------ DADOS DO EXERCÍCIO ------

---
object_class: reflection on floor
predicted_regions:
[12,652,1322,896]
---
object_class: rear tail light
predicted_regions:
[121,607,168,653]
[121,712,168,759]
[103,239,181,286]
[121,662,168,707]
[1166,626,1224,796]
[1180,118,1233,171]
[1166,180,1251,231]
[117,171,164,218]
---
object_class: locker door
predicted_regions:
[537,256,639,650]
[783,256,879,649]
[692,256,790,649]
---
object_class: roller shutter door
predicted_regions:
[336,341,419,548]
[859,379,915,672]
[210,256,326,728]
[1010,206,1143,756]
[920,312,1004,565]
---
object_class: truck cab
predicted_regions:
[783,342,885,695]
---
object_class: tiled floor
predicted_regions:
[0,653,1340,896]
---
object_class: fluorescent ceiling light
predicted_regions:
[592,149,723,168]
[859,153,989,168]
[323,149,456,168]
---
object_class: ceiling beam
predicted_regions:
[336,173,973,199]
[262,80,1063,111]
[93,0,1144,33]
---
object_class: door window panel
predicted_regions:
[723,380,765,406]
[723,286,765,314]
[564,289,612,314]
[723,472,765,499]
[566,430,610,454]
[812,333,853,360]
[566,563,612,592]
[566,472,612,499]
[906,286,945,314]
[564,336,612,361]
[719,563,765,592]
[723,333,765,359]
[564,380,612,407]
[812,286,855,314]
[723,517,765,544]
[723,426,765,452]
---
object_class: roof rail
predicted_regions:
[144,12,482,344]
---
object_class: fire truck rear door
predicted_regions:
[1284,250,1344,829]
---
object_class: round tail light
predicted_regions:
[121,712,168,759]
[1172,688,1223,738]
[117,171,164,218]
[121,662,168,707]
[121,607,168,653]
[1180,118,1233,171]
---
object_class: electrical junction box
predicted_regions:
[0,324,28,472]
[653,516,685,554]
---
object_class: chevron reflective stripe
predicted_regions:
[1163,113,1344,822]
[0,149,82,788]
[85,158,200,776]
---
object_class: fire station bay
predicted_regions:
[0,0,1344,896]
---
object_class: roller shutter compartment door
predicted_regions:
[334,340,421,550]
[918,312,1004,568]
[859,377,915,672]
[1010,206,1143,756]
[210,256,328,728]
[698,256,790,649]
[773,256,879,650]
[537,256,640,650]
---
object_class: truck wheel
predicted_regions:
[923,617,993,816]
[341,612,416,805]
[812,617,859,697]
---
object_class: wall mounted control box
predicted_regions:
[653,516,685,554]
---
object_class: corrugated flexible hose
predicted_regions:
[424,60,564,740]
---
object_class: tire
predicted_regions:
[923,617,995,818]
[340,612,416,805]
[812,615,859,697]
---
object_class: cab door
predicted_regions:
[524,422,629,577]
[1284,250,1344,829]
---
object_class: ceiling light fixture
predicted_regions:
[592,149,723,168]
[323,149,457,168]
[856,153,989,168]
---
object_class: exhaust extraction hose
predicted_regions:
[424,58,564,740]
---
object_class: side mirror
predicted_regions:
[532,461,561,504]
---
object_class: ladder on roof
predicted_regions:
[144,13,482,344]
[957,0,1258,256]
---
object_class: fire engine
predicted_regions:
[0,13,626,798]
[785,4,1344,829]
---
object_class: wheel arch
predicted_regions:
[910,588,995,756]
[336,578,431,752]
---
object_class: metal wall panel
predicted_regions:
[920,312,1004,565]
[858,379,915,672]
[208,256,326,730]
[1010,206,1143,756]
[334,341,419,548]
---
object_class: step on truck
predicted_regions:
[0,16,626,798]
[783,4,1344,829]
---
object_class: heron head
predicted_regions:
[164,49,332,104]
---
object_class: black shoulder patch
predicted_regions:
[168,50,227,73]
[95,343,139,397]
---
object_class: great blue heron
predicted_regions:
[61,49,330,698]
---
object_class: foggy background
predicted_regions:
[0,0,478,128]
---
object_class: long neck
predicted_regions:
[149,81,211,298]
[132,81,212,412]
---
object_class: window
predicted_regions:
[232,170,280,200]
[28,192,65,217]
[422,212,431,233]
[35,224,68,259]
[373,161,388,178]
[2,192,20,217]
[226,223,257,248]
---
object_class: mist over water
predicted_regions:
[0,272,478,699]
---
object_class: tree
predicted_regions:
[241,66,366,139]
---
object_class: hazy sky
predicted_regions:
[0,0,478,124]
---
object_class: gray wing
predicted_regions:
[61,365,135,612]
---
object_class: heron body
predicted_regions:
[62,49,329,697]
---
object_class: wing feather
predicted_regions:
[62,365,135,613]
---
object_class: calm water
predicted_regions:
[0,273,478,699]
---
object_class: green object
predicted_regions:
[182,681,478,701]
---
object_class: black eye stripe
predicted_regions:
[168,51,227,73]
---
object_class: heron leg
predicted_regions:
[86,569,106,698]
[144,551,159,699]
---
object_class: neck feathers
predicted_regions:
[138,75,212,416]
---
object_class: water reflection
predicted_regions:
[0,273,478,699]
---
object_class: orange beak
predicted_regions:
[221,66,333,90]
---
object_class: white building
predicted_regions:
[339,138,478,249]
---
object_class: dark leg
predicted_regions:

------

TAREFA PROPOSTA - Quais linhas dos registros contêm a palavra "water"? Encontre cada uma delas e copie-as.

RESPOSTA À TAREFA -
object_class: mist over water
object_class: calm water
object_class: water reflection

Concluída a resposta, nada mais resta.